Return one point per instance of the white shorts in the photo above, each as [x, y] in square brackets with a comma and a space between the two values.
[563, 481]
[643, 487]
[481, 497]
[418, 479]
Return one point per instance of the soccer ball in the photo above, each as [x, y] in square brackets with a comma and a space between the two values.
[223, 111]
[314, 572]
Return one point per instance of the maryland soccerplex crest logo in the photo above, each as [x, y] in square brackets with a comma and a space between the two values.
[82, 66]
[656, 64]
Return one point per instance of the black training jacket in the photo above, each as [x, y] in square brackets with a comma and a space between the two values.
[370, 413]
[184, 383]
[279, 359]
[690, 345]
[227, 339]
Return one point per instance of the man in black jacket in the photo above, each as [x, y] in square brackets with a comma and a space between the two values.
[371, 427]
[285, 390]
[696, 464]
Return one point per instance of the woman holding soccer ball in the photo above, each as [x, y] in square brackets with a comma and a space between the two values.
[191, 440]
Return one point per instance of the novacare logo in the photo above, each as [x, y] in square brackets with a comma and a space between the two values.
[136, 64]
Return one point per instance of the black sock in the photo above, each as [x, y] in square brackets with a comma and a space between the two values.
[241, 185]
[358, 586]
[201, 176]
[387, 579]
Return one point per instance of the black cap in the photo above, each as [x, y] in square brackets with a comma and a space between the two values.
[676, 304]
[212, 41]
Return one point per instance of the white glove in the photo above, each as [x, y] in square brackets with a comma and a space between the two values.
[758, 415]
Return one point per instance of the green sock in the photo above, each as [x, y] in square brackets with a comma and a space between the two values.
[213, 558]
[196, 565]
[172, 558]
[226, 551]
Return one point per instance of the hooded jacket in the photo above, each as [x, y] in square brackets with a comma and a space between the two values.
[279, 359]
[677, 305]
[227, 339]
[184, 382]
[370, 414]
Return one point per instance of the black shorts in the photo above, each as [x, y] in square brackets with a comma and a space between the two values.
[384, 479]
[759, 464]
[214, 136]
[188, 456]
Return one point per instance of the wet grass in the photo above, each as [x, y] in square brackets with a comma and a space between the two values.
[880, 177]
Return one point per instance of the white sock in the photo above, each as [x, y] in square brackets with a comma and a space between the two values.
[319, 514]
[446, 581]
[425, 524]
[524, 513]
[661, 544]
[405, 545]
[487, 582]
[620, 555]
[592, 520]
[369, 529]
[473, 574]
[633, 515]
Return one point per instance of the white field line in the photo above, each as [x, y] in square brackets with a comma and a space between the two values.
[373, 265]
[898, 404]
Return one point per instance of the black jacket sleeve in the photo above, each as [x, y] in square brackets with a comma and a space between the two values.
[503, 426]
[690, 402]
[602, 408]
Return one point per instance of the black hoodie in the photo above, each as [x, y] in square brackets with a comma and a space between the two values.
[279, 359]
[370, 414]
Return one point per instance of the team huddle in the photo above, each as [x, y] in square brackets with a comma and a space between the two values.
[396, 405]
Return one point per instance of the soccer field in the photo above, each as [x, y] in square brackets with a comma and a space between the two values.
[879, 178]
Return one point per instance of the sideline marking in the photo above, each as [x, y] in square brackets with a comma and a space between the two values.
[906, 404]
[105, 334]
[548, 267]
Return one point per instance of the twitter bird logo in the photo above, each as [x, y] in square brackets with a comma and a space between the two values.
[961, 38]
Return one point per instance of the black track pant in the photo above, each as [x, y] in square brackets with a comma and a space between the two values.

| What you are asked to do |
Please rewrite the rows above, changing "one point per instance" to "one point for each instance" wherever it occurs and leaving everything else the same.

| Full output |
Return one point for each instance of the white shorts in the photo above, each as [x, y] in square brackets with a comma and a space between the two values.
[563, 481]
[643, 487]
[481, 497]
[418, 479]
Return one point for each instance of the soccer ball in the photo above, each as [x, y] in square brackets with a comma and a space between the two values.
[223, 111]
[314, 572]
Return one point for each instance of the maryland soccerplex crest logo in the photo above, each as [x, y] in square brackets with a comma and a space between the two values.
[82, 66]
[656, 64]
Return one point for each instance of the black training jacket in the photo above, each as [x, y] in square brackets with a comma and a space between the two values.
[370, 413]
[184, 383]
[279, 359]
[690, 345]
[227, 339]
Return one point for each instance of the man in black jacket in the photo above, each as [x, y] in square brackets with a comma and a space between the two values.
[371, 427]
[285, 390]
[696, 464]
Return one point for each instance of the woman holding soccer ball in the photo above, each as [x, y] in square brackets with a comma and a space between the two values.
[191, 440]
Return one point for each instance of the novacare logo in the photo above, each as [x, y] in square brackets with a comma and a space between the two values.
[136, 64]
Return one point for each instance of the black sock in the photo above, each as [x, y] in square brackets with a comma and a space between the two values.
[241, 185]
[358, 586]
[201, 176]
[387, 579]
Return one point for each instance of the black cap in the photo above, each as [x, y] in square brackets with a comma and a space between the two values.
[676, 304]
[212, 41]
Return one point for each instance of the white glove in the photo above, each as [x, y] in square brackets with a comma and a space between the two values.
[758, 415]
Return one point for each instance of the green sock in the photo above, each as [x, y] in square brackets with a comma and a space between the two values.
[213, 558]
[196, 565]
[172, 558]
[226, 551]
Return one point for each instance of the hooded jacket in the photo above, each as [x, y] in square brackets with a comma and a space between the two values.
[279, 359]
[677, 305]
[227, 339]
[184, 382]
[370, 414]
Return one point for each instance of the black shorts in the photo above, each as [x, y] in square brackets with a comma and a space between the two values.
[384, 479]
[759, 464]
[214, 136]
[188, 456]
Return one point for each instance of the wet grass in the photo above, each as [x, y] in square brackets with a comma and a space between the two values.
[880, 177]
Return one point for each instance of the white sock in the photo above, each as [x, y] in square brackets with a comma and a space between the two values.
[319, 514]
[446, 581]
[425, 524]
[524, 513]
[661, 544]
[405, 545]
[487, 582]
[620, 555]
[592, 520]
[369, 529]
[473, 574]
[633, 515]
Return one point for each instance of the white field line in the photo above, each as [x, y] in square brackets with a comma and a space between the two values.
[373, 265]
[898, 404]
Return one point for each instance of the black jacket sleeve in the photo above, each as [x, y] in square brackets with a comma and a space between the two values.
[503, 426]
[690, 402]
[602, 408]
Return one point for each instance of the black hoodie in the photo above, each as [x, y] in square brackets with a comma and a space between the two values.
[279, 359]
[370, 414]
Return one point for each instance of the team huddle in the photo above, each as [x, y] in square brackets with a comma and a space between the two values.
[396, 405]
Return one point for each instance of the soccer field in the photo above, each as [x, y] in square brackets with a comma and a space between the two values.
[879, 178]
Return one point for each instance of the sideline marking in the photo above, each as [x, y] in square brackets with a comma and a space between the two values.
[906, 404]
[105, 334]
[548, 267]
Return one point for each instance of the twitter bird logo in the photo above, each as [x, y] in square brackets with a comma and a space between the two values.
[961, 38]
Return one point for each instance of the black track pant in the photo above, each as [x, y] in square brackets with a comma and a space between the two values.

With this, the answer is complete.